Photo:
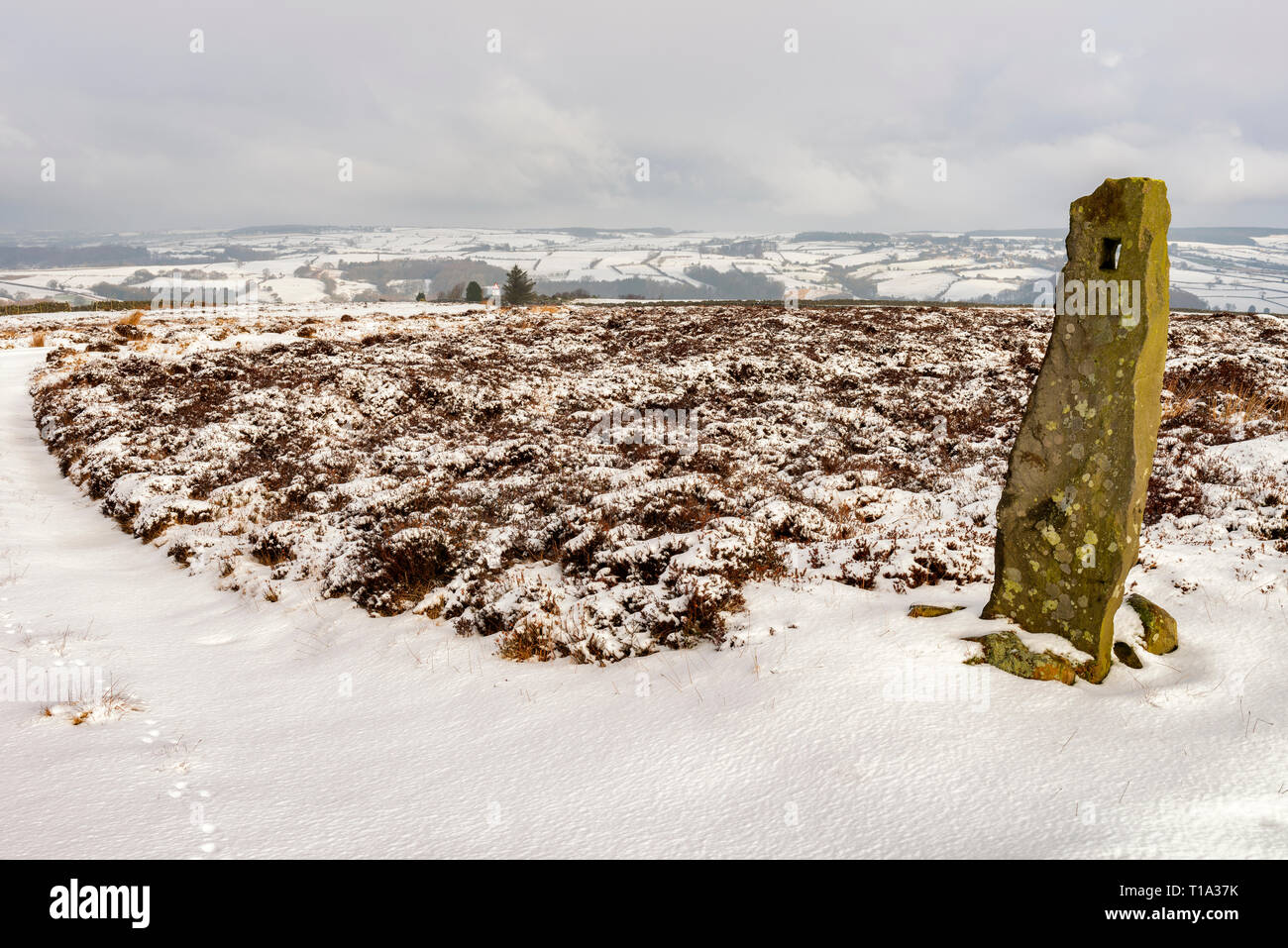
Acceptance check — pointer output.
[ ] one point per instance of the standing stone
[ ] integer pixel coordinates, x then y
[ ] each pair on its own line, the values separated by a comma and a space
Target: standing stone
1068, 524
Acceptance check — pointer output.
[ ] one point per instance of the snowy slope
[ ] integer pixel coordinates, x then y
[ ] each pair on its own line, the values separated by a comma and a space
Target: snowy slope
849, 730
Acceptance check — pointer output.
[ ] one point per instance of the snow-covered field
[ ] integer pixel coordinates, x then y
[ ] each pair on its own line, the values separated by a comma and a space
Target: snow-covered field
905, 265
366, 517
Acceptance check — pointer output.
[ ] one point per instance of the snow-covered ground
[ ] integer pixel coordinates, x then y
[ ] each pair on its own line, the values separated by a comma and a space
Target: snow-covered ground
832, 724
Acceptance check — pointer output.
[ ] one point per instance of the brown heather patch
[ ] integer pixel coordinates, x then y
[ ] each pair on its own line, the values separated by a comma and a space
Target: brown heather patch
425, 463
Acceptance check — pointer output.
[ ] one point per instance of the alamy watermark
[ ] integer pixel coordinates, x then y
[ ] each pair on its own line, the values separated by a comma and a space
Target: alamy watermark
1119, 298
662, 427
63, 685
935, 685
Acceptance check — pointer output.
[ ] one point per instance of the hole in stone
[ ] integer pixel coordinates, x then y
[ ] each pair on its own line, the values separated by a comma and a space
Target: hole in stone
1109, 252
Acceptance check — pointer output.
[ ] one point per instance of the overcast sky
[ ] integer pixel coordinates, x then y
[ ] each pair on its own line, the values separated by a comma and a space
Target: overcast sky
739, 134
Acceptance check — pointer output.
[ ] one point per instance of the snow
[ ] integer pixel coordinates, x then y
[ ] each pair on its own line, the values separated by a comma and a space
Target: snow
832, 725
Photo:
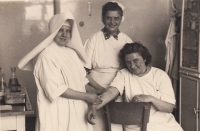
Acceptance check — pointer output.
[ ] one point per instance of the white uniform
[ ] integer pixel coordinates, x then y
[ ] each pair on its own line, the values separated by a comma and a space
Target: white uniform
103, 60
156, 83
56, 70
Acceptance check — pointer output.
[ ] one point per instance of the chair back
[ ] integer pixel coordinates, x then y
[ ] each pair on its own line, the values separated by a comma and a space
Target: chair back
134, 113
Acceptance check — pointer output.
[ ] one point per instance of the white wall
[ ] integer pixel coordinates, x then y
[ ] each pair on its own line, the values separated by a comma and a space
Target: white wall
24, 24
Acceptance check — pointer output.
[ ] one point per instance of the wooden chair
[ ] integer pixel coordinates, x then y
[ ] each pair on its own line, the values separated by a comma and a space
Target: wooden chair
127, 114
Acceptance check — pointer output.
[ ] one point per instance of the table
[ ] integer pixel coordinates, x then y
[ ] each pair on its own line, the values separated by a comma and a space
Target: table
15, 119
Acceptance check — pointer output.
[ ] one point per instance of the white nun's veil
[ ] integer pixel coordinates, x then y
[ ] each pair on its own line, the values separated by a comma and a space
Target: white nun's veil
54, 25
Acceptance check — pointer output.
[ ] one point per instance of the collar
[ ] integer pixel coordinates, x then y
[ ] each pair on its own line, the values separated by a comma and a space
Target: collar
107, 35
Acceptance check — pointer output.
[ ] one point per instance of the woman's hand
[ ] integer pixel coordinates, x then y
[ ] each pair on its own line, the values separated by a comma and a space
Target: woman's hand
99, 91
91, 115
142, 98
93, 98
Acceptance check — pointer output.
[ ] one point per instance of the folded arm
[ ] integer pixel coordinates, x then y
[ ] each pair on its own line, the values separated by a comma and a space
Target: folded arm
157, 103
89, 97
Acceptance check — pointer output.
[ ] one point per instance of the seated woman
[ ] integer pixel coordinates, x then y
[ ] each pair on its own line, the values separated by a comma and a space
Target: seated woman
142, 83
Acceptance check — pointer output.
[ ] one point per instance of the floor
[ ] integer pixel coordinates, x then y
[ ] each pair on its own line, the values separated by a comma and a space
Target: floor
30, 123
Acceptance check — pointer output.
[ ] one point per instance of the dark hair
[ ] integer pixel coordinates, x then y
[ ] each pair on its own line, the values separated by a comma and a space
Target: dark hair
111, 6
135, 47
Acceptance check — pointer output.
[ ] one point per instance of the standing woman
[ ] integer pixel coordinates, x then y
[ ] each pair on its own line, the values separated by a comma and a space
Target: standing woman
61, 78
102, 50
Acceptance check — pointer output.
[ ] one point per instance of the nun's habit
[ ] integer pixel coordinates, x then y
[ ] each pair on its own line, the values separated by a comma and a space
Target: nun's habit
57, 69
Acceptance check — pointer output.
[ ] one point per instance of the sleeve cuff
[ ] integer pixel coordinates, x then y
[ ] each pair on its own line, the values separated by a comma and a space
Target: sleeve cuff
60, 90
168, 99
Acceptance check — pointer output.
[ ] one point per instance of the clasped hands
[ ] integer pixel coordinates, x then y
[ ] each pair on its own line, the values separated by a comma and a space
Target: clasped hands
94, 97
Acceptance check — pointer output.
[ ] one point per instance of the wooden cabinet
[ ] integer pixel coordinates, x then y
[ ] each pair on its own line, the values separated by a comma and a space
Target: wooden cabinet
190, 66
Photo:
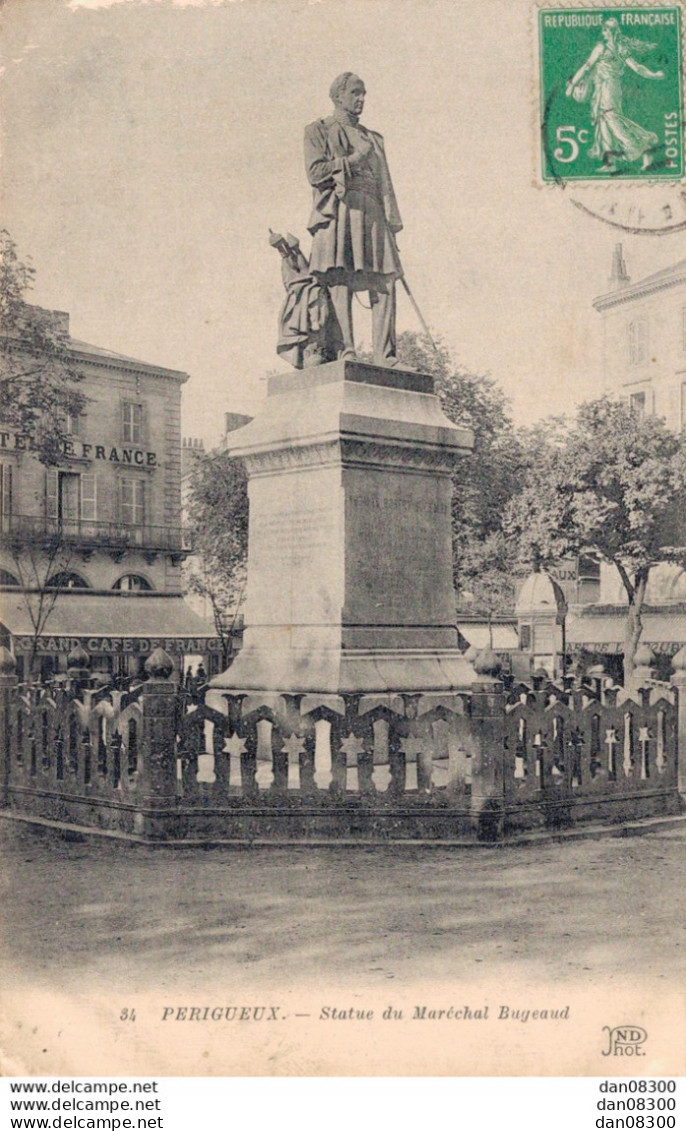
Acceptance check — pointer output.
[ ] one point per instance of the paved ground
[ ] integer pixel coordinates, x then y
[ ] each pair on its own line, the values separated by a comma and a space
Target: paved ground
101, 912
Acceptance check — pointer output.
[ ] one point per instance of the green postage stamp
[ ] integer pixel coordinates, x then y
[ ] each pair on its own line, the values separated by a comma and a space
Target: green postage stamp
611, 100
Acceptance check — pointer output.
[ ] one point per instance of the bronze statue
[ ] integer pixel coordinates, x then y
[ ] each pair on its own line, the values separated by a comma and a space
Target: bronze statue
354, 217
309, 333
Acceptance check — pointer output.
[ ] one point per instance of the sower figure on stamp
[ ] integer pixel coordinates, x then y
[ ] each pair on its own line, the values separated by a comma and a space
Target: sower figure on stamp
354, 217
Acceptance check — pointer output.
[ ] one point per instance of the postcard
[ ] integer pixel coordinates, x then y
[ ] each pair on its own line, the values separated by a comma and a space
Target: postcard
237, 217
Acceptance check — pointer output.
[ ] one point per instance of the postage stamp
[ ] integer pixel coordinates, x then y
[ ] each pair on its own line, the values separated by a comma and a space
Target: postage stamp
611, 94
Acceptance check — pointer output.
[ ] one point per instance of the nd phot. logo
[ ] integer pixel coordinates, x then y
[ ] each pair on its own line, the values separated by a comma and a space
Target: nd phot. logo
625, 1041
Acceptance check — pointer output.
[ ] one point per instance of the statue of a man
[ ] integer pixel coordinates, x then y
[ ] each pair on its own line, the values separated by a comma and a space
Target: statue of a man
354, 217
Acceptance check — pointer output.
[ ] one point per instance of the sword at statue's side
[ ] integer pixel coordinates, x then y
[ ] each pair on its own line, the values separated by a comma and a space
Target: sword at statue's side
414, 301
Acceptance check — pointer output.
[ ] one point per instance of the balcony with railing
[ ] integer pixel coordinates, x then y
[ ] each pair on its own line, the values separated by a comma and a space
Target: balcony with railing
97, 535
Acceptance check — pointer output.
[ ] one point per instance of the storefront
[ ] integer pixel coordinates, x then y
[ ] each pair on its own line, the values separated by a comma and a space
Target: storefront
500, 636
599, 637
116, 631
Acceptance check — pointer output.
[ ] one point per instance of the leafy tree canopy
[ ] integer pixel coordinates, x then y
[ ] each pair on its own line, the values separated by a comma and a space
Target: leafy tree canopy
613, 485
37, 377
217, 520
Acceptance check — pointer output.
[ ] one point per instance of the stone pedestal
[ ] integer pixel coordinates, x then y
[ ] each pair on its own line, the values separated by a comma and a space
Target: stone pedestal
349, 571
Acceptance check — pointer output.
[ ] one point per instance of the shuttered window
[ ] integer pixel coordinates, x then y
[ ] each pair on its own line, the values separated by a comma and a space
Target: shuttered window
52, 494
132, 422
637, 342
132, 501
6, 495
88, 498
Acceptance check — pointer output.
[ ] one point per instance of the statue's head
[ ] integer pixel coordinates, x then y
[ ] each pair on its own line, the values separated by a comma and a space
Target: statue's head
348, 92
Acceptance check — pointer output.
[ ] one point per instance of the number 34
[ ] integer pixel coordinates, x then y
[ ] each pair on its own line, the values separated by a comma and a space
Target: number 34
564, 135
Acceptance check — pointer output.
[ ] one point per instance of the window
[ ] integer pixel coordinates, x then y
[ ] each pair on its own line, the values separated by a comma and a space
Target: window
637, 342
132, 583
70, 498
67, 580
131, 422
132, 501
6, 495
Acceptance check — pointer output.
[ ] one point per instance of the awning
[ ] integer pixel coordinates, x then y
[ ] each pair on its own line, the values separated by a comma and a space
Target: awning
478, 633
665, 632
110, 623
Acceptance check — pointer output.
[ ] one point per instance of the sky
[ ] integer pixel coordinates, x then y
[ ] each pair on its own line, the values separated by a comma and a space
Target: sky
149, 146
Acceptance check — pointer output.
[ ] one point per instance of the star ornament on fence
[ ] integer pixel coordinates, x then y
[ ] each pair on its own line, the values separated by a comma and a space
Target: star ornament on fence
352, 747
411, 745
294, 745
234, 747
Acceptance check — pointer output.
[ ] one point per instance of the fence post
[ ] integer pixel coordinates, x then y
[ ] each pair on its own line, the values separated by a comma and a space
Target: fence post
156, 787
678, 682
487, 734
8, 681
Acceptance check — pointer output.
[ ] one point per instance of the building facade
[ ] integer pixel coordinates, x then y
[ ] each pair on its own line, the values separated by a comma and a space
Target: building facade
644, 364
93, 549
644, 340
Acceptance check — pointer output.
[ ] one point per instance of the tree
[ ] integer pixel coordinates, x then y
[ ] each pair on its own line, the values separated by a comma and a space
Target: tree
37, 377
217, 521
41, 564
483, 482
610, 486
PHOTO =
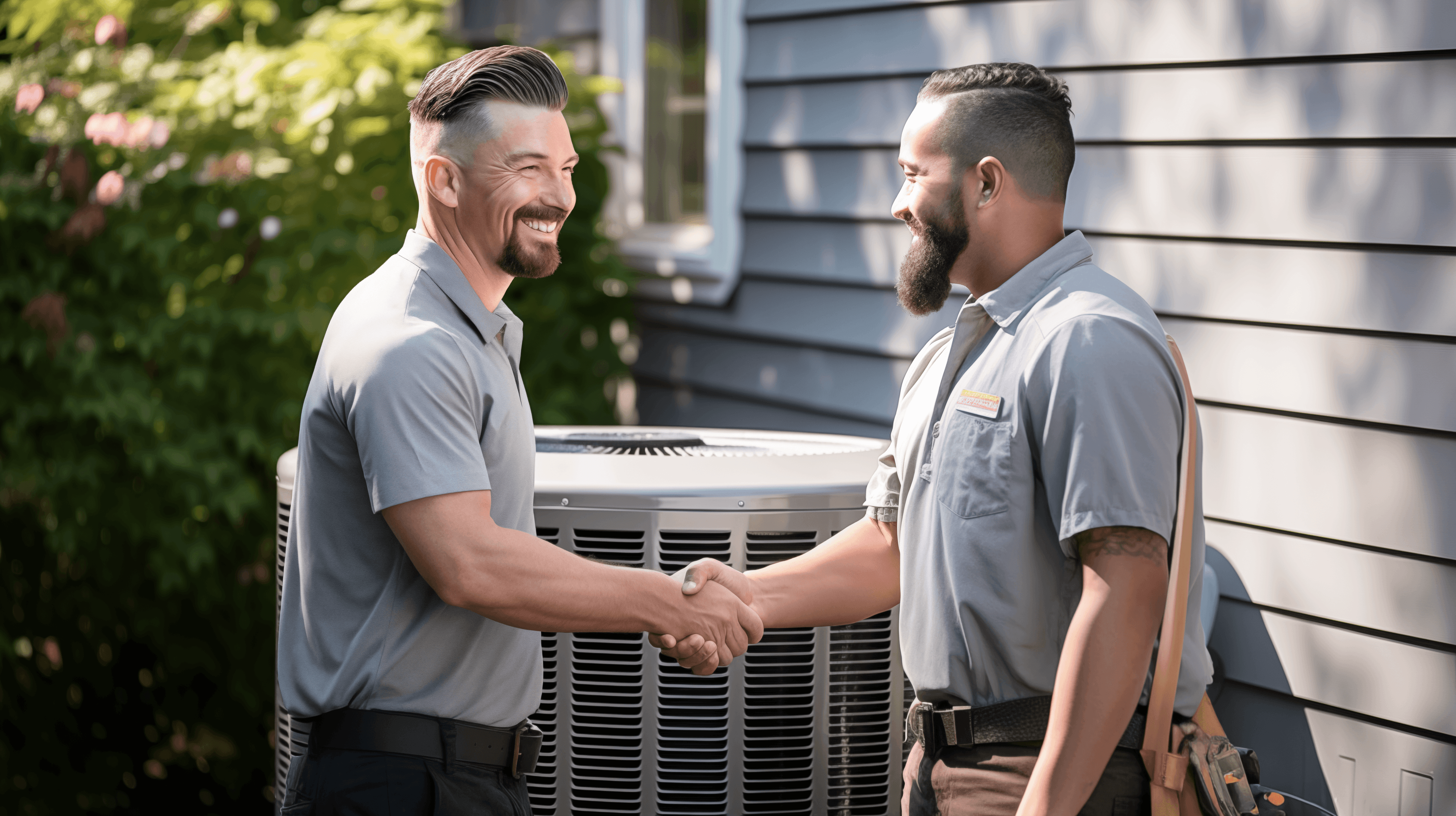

§ **WHAT THE TASK ASKS**
Pull out every line of the material above that contains the word "hands", treating uppercase and lowercase letters as different.

§ **OUTPUT FOR THIS EXERCISE**
[ ] one point per instance of the clasped hands
Target: clasped hands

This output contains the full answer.